(Stored items from a collection)
········
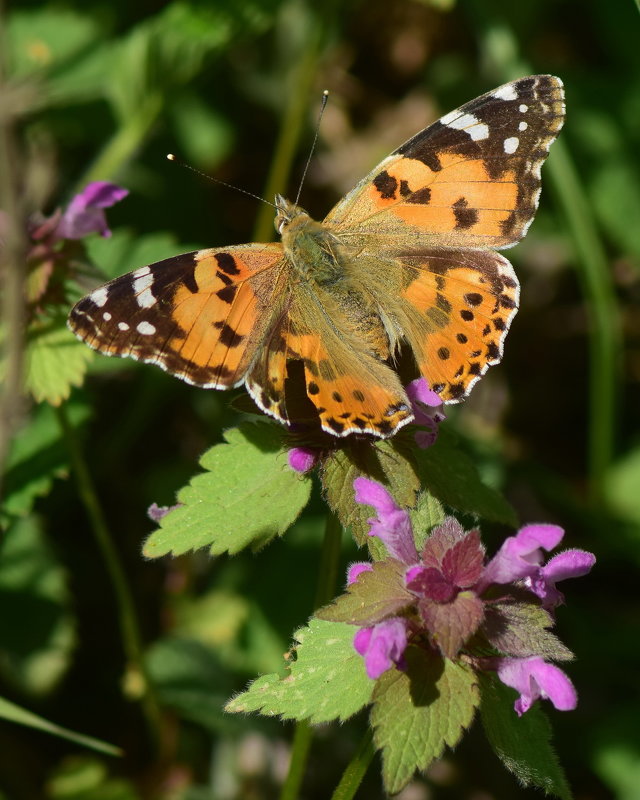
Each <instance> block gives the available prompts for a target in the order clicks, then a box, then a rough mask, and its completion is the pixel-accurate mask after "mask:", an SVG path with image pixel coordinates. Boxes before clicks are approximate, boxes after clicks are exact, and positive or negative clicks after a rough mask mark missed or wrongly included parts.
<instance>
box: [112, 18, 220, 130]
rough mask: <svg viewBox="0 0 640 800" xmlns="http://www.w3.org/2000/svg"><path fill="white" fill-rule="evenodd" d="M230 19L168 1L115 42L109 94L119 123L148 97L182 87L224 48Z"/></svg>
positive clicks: (137, 106) (124, 119) (130, 113)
········
### Task
Copy each line of the records above without change, but do not include any picture.

### Response to this task
Each <instance> block gives the available prompts for a target in the order clicks, then a box, then a rough mask, and its completion is the pixel-accurate mask after "mask:", an SVG path with image pixel coordinates. Boxes before clicks are approximate, boxes after clicks are exact, and positive or negative clicks after a rough mask mark missed or wrongly included parts.
<instance>
box: [112, 18, 220, 130]
rough mask: <svg viewBox="0 0 640 800" xmlns="http://www.w3.org/2000/svg"><path fill="white" fill-rule="evenodd" d="M230 19L168 1L115 42L109 94L119 123L148 97L182 87L224 48Z"/></svg>
positive clicks: (137, 106) (124, 119) (130, 113)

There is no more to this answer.